The Needles and the light and Alum Bay are always glorious even though we have seen them a zillion times and then we catch the first of the afternoon sea breeze.

The sails fill and we switch off the old lump of iron which we carry around and just enjoy the silence except for the chuckle of water gently running alongside.

Our favourite lunch-on-the-go of avocado sandwich with lots of salt, pepper and olive oil sets us up for the next few hours…and some cake!

The Dorset coastline and headlands pass by with no sign of the overfalls or breaking water which can often be found close in. The sun lights up Old Harry Rocks and it is easy to forget how unforgiving this stretch of coast can be. We even disturb a big flock of gulls diving on a shoal of fish for their tea…

Anvil point, St Aldhelms Head mark the last of the ebb, and by the time Lulworth is abeam we are plugging the first of the flood…and the sea breeze gives up the ghost (almost). There is nothing for it but to make the iron work for its living and we motor-sail the rest of the way.

During covid, Weymouth Bay was littered with anchored cruise ships with nowhere to go and no one to take. Now there is just one gas tanker and a small coaster lying offshore. Portland, with its distinctive shape and slope to the south, looms ever larger with its decaying prison, decaying naval port remains and a few rusty ships.
# # # # #
Work item
According to the sailing account, which vessels now lie offshore in Weymouth Bay?

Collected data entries
# # # # #
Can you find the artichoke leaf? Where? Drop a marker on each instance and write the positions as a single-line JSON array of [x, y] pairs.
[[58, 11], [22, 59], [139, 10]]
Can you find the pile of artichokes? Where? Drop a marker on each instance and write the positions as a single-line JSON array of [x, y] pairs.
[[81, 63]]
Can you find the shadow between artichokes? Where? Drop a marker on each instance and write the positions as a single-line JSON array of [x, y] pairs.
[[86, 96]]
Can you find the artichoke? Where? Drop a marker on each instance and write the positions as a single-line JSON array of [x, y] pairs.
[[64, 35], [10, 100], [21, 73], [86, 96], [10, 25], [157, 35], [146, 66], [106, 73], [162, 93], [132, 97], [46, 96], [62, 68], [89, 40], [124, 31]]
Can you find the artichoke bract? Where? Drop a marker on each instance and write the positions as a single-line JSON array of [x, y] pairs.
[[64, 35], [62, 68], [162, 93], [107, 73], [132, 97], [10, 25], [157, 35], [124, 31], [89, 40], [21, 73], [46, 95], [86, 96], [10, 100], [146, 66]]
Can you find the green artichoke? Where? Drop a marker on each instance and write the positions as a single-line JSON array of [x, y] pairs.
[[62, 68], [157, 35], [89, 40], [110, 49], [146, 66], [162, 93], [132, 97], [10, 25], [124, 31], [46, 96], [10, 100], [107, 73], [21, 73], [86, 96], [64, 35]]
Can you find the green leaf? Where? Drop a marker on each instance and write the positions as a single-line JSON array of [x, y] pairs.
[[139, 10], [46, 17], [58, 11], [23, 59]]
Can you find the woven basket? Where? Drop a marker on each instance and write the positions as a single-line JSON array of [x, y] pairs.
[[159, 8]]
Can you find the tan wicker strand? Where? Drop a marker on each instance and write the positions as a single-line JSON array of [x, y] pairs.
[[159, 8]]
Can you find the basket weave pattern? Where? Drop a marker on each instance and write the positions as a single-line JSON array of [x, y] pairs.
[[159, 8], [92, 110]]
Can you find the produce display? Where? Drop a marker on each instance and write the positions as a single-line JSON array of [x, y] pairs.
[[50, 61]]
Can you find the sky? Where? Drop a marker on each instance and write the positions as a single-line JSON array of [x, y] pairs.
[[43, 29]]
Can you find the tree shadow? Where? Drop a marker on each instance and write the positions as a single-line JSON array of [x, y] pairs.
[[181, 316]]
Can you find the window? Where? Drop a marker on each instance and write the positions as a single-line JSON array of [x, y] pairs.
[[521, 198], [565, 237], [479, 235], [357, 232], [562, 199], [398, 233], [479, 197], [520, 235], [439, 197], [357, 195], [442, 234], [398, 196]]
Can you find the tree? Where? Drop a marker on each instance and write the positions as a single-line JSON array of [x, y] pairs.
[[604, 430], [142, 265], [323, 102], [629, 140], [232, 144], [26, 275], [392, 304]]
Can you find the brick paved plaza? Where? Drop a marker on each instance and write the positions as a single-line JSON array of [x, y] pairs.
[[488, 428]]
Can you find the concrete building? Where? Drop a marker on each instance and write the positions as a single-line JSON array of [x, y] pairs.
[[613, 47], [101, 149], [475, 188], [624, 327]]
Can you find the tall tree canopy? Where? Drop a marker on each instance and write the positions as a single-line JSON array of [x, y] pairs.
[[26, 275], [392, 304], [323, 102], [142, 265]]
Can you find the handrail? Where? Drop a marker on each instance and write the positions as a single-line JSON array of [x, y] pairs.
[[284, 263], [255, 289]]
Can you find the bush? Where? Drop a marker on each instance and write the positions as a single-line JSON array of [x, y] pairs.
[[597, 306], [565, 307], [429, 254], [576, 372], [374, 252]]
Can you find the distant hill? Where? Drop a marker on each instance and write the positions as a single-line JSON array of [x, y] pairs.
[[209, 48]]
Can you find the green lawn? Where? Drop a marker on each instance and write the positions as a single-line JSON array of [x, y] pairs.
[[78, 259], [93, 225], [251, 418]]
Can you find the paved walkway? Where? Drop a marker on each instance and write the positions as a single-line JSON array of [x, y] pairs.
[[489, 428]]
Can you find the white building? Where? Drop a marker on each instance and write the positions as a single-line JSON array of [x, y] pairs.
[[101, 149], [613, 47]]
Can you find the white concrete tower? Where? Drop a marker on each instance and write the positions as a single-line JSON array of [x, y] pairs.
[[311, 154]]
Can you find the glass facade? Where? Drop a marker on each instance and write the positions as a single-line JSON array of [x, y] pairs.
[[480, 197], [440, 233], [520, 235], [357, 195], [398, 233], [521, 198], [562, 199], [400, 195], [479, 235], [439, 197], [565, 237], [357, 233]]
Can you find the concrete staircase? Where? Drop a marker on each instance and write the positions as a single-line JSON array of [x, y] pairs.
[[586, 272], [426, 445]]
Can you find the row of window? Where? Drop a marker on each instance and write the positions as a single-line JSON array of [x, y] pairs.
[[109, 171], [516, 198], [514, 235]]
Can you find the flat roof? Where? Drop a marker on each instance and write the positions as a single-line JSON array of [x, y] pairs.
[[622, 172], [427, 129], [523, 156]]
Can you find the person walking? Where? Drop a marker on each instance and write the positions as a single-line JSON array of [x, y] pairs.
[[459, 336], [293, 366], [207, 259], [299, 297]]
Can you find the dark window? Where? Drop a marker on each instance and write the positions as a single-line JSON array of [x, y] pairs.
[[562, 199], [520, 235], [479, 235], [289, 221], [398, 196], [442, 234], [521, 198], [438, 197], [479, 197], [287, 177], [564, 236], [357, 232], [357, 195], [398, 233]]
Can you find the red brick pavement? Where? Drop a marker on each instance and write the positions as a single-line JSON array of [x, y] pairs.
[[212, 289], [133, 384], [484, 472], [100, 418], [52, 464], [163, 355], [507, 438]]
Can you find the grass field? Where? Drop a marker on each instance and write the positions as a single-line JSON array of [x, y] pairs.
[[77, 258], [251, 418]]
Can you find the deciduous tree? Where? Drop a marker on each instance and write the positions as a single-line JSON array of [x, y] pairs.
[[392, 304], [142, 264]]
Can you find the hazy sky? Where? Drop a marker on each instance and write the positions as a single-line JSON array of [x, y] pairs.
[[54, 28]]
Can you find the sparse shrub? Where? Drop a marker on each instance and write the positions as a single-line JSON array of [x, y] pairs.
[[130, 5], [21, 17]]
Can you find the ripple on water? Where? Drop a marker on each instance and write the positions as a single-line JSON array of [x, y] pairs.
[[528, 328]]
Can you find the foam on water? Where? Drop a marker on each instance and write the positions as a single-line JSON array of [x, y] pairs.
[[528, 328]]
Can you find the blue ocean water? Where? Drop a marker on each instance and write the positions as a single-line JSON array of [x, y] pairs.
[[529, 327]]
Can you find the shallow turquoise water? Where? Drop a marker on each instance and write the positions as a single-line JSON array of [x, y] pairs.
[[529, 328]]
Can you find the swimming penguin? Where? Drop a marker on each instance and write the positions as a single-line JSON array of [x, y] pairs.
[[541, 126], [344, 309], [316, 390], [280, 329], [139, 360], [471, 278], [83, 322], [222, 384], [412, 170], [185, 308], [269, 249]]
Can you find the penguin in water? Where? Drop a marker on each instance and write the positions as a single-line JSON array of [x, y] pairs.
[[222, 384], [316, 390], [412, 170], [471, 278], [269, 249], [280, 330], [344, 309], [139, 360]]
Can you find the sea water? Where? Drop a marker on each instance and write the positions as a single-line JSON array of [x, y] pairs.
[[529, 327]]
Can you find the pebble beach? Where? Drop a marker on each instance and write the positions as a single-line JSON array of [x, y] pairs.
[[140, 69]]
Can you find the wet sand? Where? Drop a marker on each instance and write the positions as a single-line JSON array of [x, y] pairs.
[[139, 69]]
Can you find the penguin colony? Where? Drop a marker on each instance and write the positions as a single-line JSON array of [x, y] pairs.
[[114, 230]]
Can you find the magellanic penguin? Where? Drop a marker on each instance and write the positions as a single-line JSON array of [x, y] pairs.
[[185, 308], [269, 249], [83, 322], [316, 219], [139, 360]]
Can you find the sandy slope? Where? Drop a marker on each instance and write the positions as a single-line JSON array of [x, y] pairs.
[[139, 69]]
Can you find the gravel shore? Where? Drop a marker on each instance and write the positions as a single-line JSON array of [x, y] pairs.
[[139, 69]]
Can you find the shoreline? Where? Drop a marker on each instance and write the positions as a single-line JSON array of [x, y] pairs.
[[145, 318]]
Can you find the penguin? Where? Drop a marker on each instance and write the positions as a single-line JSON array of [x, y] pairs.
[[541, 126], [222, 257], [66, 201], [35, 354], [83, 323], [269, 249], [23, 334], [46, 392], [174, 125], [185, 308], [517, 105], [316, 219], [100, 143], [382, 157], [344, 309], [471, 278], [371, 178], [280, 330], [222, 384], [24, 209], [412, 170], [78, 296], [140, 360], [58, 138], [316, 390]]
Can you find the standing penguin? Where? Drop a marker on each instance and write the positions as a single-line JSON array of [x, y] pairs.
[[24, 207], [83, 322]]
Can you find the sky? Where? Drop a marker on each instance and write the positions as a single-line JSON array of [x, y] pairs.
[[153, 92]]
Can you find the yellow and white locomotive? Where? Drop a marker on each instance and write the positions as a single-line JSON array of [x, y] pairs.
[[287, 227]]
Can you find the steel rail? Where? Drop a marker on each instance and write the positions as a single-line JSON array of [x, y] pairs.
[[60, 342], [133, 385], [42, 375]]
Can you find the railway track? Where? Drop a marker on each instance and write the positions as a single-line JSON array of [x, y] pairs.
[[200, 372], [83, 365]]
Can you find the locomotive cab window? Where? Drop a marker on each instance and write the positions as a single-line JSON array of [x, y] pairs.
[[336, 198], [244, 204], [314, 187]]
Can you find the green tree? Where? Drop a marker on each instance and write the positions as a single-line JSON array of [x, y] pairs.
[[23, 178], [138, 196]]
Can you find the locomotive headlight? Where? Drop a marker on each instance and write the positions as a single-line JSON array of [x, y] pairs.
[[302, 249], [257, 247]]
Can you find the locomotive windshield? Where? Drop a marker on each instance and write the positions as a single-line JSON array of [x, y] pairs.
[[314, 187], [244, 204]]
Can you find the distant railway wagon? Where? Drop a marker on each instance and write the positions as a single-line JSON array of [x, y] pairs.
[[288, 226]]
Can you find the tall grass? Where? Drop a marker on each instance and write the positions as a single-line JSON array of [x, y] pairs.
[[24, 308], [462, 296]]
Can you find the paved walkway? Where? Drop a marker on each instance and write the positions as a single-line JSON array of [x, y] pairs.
# # # # #
Exercise output
One gas tanker and a small coaster.